Extracted records:
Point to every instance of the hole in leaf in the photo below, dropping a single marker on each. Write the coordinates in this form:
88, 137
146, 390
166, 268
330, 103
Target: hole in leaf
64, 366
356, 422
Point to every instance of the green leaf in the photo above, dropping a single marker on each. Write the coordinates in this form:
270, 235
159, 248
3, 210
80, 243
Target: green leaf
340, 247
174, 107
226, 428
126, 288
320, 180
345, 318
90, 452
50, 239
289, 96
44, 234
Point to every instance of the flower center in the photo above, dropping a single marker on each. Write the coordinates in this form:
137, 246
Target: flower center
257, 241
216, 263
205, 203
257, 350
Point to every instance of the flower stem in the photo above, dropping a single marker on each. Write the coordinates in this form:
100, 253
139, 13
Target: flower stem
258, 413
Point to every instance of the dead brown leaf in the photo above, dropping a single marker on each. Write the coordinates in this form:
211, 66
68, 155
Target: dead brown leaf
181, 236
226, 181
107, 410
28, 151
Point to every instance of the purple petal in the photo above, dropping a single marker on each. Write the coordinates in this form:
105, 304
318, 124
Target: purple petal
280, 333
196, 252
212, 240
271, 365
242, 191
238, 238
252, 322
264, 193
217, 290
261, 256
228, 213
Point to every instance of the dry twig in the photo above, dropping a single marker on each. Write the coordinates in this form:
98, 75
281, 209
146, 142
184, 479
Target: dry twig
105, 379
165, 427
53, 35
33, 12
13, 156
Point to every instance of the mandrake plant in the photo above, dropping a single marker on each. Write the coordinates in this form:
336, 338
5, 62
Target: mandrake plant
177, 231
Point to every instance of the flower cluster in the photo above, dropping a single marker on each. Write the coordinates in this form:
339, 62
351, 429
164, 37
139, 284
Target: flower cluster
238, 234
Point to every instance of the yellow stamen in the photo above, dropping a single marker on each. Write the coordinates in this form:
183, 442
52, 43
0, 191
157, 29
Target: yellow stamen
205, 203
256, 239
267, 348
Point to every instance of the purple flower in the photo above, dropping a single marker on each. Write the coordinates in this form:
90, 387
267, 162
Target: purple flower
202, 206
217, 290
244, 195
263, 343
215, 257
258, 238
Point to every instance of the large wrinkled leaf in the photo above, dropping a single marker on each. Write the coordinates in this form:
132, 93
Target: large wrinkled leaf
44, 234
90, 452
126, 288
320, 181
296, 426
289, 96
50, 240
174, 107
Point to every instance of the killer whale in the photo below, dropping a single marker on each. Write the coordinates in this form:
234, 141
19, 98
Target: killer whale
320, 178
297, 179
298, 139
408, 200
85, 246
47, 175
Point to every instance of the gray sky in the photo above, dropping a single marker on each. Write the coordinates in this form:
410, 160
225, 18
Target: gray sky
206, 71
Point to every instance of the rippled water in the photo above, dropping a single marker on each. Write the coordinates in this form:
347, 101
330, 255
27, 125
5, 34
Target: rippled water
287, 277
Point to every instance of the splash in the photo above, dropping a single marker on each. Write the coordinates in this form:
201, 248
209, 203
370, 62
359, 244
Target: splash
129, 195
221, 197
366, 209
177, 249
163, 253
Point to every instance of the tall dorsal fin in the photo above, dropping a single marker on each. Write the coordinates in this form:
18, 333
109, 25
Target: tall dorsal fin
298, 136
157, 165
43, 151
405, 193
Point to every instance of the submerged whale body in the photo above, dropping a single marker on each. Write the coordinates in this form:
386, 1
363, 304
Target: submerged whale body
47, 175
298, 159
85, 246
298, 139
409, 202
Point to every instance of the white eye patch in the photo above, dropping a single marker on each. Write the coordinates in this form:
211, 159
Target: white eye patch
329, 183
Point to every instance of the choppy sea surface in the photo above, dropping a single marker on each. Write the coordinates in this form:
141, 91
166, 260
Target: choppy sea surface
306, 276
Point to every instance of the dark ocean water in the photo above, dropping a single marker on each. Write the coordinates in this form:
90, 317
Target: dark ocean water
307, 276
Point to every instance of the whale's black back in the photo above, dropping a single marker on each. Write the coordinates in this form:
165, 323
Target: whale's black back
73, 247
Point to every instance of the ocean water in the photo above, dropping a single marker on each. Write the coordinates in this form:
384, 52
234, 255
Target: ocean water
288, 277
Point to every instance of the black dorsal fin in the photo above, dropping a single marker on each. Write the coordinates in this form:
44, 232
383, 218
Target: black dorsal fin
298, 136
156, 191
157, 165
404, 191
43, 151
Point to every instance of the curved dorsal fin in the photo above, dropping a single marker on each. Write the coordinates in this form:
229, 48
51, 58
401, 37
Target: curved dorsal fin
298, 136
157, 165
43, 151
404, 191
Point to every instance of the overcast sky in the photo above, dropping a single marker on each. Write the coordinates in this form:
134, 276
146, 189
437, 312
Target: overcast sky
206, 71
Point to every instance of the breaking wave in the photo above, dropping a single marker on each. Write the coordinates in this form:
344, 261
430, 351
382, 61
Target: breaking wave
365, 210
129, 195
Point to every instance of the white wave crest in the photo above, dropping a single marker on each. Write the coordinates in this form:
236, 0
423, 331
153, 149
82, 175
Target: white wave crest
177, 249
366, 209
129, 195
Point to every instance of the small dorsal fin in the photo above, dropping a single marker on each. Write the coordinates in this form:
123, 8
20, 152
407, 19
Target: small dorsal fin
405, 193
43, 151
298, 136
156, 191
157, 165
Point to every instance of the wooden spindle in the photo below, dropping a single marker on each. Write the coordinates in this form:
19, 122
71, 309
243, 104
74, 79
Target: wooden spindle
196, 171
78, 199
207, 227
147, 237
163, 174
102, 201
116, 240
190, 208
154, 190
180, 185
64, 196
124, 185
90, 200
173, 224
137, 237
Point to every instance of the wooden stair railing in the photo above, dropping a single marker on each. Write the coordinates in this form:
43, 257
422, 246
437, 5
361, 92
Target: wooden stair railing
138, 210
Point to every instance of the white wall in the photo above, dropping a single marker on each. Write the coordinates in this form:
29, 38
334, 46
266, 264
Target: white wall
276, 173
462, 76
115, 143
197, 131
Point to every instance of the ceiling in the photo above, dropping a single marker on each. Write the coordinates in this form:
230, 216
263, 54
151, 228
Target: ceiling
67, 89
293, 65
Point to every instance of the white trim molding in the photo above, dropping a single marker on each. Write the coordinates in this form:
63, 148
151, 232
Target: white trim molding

■ Exercise objective
Looking at the records above, tally the lines holding "molding" and reply with that number only.

■ Answer to the problem
2